### Extracted records
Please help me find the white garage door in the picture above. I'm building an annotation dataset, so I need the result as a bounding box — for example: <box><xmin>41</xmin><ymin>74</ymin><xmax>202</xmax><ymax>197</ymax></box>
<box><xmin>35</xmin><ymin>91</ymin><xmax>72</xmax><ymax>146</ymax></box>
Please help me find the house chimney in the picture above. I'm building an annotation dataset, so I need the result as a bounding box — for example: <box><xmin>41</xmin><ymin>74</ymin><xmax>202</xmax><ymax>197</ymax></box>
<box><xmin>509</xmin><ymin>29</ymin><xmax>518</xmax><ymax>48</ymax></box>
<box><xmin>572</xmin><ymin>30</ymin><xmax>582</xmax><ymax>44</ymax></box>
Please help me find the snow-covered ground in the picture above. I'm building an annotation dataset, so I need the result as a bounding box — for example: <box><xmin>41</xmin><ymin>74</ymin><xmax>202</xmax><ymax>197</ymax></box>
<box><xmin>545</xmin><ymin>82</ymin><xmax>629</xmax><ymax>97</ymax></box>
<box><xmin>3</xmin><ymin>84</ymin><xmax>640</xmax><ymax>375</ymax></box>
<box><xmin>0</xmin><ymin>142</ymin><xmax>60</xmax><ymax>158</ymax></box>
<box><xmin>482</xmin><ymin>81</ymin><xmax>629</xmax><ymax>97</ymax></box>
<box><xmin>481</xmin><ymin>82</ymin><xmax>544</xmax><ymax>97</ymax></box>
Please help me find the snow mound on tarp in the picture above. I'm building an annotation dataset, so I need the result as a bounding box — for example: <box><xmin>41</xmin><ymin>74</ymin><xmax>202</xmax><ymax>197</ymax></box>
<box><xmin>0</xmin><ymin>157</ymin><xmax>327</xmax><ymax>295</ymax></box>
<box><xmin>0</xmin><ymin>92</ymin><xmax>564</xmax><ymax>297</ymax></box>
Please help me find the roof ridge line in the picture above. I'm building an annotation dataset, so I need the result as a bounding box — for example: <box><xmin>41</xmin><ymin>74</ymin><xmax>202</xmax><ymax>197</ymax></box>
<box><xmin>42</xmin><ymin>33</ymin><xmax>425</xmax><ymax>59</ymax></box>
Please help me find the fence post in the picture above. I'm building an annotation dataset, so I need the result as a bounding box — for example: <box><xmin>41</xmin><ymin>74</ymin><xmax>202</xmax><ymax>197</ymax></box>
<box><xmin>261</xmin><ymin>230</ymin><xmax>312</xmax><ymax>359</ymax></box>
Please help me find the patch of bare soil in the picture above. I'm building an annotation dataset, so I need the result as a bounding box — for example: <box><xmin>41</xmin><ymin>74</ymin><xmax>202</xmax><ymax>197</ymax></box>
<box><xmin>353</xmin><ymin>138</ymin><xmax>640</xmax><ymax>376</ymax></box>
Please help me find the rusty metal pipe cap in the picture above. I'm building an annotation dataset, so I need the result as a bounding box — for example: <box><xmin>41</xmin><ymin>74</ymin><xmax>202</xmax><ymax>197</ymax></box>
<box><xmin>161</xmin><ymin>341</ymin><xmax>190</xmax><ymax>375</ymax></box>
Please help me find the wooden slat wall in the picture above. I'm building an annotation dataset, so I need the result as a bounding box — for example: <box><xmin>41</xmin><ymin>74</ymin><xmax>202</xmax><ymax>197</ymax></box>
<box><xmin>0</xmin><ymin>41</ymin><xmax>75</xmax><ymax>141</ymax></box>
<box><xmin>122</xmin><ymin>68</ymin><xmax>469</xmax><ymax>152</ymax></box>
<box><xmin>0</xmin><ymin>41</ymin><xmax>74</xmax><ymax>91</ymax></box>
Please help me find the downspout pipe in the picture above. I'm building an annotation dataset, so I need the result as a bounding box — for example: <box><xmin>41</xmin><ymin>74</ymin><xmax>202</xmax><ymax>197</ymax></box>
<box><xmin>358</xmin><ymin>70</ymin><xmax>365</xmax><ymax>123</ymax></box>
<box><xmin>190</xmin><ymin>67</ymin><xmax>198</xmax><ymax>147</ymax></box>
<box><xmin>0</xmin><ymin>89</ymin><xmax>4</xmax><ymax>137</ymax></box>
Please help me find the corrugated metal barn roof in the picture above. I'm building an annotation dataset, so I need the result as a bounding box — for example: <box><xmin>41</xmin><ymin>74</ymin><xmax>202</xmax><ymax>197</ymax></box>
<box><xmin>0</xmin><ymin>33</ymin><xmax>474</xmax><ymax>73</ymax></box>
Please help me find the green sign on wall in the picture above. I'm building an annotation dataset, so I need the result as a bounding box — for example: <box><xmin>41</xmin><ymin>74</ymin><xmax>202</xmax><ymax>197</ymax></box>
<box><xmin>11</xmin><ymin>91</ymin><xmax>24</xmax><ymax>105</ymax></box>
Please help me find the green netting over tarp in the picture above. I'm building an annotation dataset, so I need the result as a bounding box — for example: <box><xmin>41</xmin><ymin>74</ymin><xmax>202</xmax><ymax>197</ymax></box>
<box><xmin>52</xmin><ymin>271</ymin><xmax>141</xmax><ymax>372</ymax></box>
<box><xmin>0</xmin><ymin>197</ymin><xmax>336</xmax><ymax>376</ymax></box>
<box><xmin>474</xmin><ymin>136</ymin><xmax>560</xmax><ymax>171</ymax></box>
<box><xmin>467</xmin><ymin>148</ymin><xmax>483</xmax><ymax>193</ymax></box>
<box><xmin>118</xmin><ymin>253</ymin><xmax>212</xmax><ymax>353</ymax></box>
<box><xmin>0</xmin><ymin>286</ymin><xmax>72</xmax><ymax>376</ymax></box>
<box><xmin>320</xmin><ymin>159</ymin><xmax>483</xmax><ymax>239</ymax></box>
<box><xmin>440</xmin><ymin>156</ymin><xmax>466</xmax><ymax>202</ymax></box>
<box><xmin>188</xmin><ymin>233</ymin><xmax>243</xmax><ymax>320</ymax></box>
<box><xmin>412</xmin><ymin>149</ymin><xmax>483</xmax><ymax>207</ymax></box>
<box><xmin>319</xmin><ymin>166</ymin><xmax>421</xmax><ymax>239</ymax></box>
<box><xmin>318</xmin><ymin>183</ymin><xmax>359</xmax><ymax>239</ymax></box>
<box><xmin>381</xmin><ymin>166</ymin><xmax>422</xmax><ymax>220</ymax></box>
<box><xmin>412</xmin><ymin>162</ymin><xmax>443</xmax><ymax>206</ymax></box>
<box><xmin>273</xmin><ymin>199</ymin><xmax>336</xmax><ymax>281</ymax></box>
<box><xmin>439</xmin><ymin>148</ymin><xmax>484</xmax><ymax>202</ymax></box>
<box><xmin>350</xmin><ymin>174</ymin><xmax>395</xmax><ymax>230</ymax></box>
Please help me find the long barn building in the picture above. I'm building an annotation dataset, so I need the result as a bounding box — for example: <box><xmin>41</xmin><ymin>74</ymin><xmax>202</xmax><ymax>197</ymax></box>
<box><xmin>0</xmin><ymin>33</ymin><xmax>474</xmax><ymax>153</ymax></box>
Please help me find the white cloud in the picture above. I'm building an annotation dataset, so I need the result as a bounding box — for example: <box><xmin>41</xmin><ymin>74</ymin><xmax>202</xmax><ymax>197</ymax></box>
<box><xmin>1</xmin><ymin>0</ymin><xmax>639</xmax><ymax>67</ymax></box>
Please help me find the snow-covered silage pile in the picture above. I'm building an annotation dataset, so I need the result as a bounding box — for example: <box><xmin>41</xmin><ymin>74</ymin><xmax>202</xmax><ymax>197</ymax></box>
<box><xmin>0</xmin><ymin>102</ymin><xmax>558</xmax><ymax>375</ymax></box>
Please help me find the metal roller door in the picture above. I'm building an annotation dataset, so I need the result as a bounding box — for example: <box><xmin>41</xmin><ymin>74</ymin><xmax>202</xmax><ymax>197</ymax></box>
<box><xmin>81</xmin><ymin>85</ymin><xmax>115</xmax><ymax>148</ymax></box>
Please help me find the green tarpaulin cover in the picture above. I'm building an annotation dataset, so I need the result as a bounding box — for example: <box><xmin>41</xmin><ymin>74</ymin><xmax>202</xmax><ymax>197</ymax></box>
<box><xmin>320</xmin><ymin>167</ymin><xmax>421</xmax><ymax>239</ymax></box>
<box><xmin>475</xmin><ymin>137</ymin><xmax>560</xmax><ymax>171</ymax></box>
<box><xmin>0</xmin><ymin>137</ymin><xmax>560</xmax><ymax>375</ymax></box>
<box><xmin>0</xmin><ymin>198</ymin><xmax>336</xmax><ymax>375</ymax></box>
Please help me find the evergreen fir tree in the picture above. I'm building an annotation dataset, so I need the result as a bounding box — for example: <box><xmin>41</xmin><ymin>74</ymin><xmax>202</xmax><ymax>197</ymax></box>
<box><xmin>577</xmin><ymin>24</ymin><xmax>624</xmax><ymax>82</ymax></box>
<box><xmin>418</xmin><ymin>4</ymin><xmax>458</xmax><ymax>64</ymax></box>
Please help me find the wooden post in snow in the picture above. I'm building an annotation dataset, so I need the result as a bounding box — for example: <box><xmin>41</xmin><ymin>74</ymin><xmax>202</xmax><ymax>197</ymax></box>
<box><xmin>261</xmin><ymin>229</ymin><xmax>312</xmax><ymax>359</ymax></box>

### What to work on
Write out exactly those lines running from the line with "Please help me find the wooden post" to the end of the data above, the first and last included.

### Response box
Please help me find the wooden post in snow in the picture above. I'm building an annotation dataset, so I need the result as a bounding box — for example: <box><xmin>41</xmin><ymin>74</ymin><xmax>202</xmax><ymax>197</ymax></box>
<box><xmin>261</xmin><ymin>229</ymin><xmax>312</xmax><ymax>359</ymax></box>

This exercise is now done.